··· PROVIDED TEXT

That initial opportunity came from longtime Chick-fil-A operator Charlie Fish, who is known as an “operator tree with a knack to coach up” by some in the company. Rivera was placed in one of his restaurants for a six-month assignment to start and was promoted after three months. Eventually, Fish asked if she ever thought about being an operator, but she said it never crossed her mind “growing up without a lot of money.”
Chick-fil-A’s operator standards, however, are different than most of its competitors. Candidates go through an intense and lengthy selection process that often requires long hours and leading a team of mostly young, hourly-paid employees. When a candidate is able to prove their discipline through this process, operating a Chick-fil-A restaurant then requires a $10,000 initial financial commitment.
Once Fish planted the seed, Rivera committed to learning everything she could about running a restaurant – inventory management, scheduling, hiring, terminations. After graduation, she joined Chick-fil-A’s corporate offices in Atlanta and spent about two years in the company’s leadership development program. As part of that program, participants help run company-owned restaurants to sharpen their business skills and accelerate their personal and professional growth. Rivera helped run 12 restaurants in varying markets during this time.

······

**PROBLEM STATEMENT:**
Reproduce the Chick-fil-A passage word for word, starting at the words "Chick-fil-A’s operator standards, however, are" and stopping after "initial financial commitment.". The items after this are separate material, unconnected to the Chick-fil-A passage.

··· DATASET ENTRIES

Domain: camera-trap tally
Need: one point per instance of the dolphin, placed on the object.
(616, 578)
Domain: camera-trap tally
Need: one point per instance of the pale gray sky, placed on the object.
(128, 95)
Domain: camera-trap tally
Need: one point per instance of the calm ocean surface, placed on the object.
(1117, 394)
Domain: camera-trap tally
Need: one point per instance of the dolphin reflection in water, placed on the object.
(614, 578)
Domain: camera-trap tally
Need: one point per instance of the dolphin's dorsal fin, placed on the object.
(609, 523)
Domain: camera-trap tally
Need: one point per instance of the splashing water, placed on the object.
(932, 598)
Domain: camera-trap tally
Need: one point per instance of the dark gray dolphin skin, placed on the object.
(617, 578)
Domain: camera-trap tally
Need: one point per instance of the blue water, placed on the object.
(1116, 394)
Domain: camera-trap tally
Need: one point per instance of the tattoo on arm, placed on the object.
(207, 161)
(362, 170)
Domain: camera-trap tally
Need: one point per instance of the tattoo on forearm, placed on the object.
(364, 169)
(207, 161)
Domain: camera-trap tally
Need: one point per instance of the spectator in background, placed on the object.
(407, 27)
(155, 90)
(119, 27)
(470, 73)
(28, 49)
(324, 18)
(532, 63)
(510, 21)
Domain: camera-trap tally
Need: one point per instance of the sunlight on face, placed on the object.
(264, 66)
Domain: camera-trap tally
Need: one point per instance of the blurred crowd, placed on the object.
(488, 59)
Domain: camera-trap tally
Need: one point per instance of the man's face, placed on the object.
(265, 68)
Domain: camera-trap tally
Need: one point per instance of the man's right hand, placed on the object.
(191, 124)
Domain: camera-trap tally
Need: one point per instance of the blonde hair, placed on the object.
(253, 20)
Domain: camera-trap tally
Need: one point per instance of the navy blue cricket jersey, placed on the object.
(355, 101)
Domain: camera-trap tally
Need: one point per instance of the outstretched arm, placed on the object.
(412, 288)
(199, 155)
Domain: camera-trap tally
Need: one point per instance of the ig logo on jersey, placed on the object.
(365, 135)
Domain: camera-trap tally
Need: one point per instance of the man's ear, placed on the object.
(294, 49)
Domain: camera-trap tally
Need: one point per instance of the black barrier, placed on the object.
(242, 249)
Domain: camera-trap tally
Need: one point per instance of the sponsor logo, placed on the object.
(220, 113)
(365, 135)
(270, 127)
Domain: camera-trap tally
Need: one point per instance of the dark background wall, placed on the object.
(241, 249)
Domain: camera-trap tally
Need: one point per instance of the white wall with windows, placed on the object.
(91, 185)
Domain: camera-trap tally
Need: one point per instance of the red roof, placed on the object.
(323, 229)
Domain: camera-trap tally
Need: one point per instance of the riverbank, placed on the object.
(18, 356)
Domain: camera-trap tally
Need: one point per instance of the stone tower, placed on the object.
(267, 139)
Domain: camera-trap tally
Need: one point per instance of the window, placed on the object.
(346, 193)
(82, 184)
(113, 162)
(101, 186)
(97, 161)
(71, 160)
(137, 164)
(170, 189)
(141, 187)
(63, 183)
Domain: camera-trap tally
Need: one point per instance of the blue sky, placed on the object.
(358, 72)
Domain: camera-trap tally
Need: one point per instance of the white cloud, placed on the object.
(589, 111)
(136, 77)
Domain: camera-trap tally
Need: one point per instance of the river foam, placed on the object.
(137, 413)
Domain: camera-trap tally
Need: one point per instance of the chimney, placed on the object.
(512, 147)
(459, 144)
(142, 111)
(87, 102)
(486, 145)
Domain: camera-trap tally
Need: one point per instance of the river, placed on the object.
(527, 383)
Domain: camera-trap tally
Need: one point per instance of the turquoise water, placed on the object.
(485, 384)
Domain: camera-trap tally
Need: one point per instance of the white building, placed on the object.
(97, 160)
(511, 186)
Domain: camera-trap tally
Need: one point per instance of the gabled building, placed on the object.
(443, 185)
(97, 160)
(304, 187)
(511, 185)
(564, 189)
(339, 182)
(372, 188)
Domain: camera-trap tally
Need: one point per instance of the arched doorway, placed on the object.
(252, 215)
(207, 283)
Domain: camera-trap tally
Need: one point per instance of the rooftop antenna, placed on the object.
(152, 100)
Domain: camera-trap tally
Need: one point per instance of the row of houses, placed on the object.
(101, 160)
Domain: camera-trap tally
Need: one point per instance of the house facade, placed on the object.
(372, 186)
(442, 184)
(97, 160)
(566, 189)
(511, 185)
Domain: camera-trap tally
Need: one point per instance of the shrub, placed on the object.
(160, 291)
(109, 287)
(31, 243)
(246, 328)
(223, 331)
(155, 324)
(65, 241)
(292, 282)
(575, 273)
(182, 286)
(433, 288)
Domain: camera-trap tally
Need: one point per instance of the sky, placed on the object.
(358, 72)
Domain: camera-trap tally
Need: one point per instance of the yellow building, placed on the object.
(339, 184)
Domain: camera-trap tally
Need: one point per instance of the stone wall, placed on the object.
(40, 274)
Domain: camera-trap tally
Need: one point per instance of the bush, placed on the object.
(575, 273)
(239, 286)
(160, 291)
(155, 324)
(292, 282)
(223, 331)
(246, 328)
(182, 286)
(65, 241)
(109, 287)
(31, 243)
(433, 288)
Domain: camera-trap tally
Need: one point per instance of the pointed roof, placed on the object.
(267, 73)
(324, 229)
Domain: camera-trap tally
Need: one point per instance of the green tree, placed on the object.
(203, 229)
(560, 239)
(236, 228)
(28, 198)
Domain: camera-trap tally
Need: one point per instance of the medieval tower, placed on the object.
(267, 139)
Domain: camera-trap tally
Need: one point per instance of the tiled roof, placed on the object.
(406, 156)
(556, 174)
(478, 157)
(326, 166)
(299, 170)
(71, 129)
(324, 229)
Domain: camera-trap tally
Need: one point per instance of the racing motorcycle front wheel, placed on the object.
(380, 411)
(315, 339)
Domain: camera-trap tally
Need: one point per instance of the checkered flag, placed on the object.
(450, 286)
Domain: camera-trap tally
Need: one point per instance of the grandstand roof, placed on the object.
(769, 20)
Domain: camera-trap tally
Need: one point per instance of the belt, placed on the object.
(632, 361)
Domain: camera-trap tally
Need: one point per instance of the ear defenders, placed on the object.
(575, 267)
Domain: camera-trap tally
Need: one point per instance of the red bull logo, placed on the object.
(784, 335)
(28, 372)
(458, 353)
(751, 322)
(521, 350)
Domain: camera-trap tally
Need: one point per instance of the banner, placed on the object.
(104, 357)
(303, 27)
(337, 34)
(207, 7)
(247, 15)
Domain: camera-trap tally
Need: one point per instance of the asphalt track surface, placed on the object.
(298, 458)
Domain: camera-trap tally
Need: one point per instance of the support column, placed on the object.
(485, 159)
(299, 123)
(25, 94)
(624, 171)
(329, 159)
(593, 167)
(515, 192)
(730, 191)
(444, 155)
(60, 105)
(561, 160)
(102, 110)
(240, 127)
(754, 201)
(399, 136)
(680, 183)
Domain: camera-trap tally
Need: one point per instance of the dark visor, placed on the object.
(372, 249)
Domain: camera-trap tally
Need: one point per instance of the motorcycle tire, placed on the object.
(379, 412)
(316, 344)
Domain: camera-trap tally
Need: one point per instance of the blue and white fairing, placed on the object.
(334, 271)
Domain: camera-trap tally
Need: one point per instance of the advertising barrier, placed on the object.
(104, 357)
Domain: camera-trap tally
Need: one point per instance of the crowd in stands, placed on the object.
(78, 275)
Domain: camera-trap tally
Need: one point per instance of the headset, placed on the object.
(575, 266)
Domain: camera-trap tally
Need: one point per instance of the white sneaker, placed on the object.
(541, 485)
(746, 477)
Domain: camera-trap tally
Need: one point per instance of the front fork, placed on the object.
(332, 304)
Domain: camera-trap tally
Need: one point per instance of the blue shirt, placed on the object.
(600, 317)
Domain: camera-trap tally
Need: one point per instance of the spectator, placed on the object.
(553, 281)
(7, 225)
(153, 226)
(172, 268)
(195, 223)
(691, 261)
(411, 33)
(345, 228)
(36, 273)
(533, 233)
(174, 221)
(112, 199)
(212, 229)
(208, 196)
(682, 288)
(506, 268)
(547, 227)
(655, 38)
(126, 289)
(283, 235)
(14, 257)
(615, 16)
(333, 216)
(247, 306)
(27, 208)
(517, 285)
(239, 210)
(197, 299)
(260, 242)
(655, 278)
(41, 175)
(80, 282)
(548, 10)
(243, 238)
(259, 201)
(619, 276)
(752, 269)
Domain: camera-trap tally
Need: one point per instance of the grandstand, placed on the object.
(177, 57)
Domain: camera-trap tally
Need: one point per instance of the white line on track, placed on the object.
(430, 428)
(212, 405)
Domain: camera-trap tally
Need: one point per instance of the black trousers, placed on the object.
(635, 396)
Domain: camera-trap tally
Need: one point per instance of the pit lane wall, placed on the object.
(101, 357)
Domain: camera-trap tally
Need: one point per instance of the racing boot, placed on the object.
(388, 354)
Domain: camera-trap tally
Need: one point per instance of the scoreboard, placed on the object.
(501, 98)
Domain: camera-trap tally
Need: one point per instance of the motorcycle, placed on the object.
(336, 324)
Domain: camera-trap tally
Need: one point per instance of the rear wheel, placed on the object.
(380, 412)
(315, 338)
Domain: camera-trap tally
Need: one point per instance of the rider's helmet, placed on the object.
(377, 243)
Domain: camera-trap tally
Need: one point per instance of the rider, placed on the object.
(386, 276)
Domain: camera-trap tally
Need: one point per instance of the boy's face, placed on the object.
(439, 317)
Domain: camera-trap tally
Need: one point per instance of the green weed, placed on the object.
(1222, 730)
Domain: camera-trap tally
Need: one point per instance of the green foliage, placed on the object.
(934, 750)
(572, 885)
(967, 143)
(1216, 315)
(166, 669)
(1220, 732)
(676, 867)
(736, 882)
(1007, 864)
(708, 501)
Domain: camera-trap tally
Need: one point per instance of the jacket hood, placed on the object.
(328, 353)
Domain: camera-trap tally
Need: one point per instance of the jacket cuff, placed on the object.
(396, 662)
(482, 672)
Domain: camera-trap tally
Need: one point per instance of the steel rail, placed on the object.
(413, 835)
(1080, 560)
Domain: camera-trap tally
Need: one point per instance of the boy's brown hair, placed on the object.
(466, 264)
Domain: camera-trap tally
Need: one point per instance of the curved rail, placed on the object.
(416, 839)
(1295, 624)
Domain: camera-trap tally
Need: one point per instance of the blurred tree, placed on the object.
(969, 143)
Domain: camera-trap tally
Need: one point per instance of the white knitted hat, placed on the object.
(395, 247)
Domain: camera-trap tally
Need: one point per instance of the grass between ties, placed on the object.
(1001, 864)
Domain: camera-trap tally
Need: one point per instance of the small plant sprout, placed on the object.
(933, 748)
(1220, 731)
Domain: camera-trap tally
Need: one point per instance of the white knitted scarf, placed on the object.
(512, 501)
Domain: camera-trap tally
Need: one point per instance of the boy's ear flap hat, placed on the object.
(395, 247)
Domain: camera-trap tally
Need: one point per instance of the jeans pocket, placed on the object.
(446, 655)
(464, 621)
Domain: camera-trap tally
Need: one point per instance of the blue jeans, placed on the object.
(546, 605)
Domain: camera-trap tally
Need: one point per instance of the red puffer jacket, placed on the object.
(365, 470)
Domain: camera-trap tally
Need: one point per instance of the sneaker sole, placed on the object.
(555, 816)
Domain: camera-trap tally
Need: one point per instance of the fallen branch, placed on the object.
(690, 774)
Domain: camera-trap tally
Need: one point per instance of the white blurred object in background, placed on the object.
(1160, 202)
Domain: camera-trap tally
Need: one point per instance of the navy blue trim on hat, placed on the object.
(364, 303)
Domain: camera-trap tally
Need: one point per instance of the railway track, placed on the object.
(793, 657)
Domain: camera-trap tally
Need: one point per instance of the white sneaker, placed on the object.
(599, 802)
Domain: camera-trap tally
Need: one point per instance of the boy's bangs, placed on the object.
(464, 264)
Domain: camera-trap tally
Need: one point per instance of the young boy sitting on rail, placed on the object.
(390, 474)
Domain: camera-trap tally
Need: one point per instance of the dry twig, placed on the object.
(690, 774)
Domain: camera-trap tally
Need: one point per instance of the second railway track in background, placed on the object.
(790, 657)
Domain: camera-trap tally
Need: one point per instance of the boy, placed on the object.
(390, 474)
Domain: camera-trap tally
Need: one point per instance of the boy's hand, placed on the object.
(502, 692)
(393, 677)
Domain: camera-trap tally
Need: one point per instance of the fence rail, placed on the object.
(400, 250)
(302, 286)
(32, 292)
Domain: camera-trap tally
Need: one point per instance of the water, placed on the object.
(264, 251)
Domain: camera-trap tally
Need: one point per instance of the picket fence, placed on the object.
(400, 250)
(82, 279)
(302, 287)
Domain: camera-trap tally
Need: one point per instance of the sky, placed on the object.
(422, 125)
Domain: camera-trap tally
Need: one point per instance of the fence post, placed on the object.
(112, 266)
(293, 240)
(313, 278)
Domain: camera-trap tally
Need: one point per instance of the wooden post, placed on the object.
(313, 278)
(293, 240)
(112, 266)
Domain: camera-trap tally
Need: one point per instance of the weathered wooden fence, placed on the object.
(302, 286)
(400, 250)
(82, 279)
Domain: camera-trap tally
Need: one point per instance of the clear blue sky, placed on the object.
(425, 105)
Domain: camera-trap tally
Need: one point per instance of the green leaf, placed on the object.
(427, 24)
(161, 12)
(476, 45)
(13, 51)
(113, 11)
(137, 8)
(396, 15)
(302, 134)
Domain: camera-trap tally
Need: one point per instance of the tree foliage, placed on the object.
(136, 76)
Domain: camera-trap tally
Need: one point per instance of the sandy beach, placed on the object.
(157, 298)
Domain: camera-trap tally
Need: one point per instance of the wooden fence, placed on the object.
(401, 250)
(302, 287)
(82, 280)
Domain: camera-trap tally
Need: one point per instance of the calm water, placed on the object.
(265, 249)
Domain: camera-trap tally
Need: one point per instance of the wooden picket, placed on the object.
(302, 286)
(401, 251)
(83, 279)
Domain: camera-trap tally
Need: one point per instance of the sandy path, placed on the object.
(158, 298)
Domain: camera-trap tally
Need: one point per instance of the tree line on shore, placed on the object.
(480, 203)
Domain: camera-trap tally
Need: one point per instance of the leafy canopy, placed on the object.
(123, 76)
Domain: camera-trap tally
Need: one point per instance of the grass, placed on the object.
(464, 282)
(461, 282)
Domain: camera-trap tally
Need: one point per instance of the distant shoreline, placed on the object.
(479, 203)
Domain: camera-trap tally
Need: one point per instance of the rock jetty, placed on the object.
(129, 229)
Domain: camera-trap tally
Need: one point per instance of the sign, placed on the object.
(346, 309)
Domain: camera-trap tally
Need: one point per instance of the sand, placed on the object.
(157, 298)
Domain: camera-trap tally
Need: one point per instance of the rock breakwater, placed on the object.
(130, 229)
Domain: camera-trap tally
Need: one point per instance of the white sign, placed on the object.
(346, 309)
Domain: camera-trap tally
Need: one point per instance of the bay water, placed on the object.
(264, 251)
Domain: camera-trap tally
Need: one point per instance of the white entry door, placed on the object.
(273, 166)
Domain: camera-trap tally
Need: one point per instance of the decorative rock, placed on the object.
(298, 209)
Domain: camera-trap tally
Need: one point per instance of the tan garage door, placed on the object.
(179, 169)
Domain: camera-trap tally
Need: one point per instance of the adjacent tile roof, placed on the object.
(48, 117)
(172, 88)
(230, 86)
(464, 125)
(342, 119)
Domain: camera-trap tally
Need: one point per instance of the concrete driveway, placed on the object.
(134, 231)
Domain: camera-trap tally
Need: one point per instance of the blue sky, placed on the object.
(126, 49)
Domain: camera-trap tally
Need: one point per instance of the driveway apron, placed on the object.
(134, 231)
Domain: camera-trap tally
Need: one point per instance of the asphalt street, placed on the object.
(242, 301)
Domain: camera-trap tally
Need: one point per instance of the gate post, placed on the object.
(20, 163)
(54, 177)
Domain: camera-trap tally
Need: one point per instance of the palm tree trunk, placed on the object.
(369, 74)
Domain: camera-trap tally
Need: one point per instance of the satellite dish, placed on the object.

······

**ANSWER SECTION:**
Chick-fil-A’s operator standards, however, are different than most of its competitors. Candidates go through an intense and lengthy selection process that often requires long hours and leading a team of mostly young, hourly-paid employees. When a candidate is able to prove their discipline through this process, operating a Chick-fil-A restaurant then requires a $10,000 initial financial commitment.